What is asked
Return, word for word, the stretch of the text on AI washing from "What is AI Washing?" through "in this practice.".

Supplied text

Property & Casualty

AI Washing | The New Frontier of Corporate Scrutiny

AI Washing | The New Frontier of Corporate Scrutiny

The emergence of artificial intelligence (AI) technology is transforming industries and enabling businesses to enhance decision-making, optimize processes and deliver innovative products and services. AI is undeniably changing how businesses operate and people live their daily lives. In today’s competitive business landscape, many companies are pushing the boundaries of this technology, openly charting AI strategies to save time and improve bottom lines. However, companies often encounter familiar challenges as they seek to capitalize on this transformative technology.

What is AI Washing?

While AI continues to be a popular topic at dining room tables and in boardrooms, it is also becoming a significant focus for the U.S. Securities and Exchange Commission (SEC). In March 2024, former SEC Chair Gary Gensler released a video coining the term “AI Washing.”1 This term describes the practice of companies exaggerating or misrepresenting their AI products or services to gain a competitive advantage or appeal to investors. The SEC stated that AI washing may violate securities laws and have taken enforcement actions against companies they believe have engaged in this practice.

Regulatory Action

The same day the SEC released its statement on AI Washing, they announced that Delphia and Global Predictions settled SEC charges and agreed to pay $400,000 in civil penalties.2 Delphia claimed it “put[s] collective data to work to make our artificial intelligence smarter so it can predict which companies and trends are about to make it big and invest in them before everyone else.” However, the SEC found that Delphia did not possess the AI and machine learning capabilities it claimed and had disseminated an untrue statement of material fact. Similarly, Global Predictions, which claimed to be the “first regulated AI financial advisor,” was accused of misrepresenting its AI capabilities.

Given data
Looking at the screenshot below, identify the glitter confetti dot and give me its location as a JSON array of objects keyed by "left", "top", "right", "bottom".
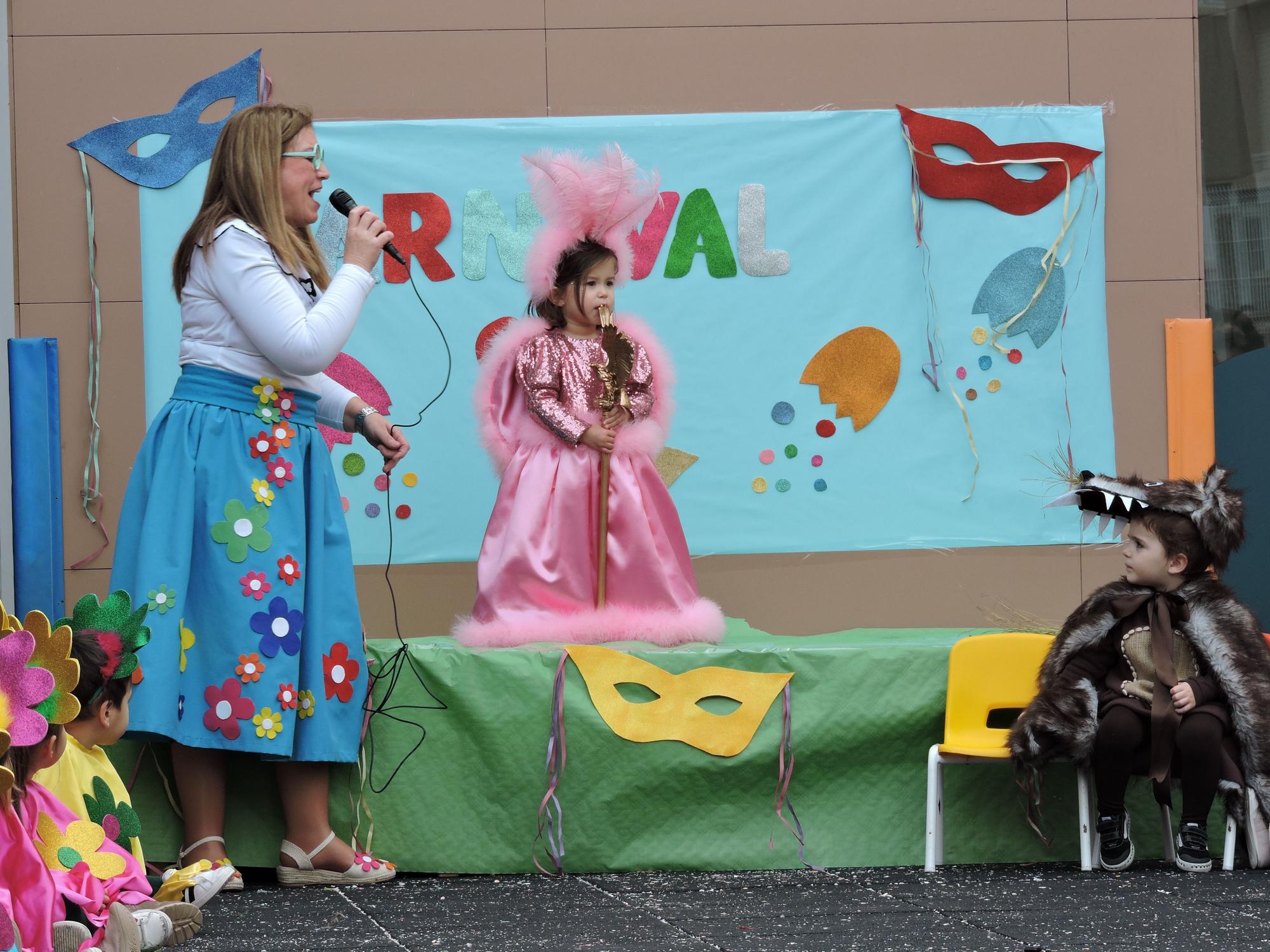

Task output
What is AI Washing?

While AI continues to be a popular topic at dining room tables and in boardrooms, it is also becoming a significant focus for the U.S. Securities and Exchange Commission (SEC). In March 2024, former SEC Chair Gary Gensler released a video coining the term “AI Washing.”1 This term describes the practice of companies exaggerating or misrepresenting their AI products or services to gain a competitive advantage or appeal to investors. The SEC stated that AI washing may violate securities laws and have taken enforcement actions against companies they believe have engaged in this practice.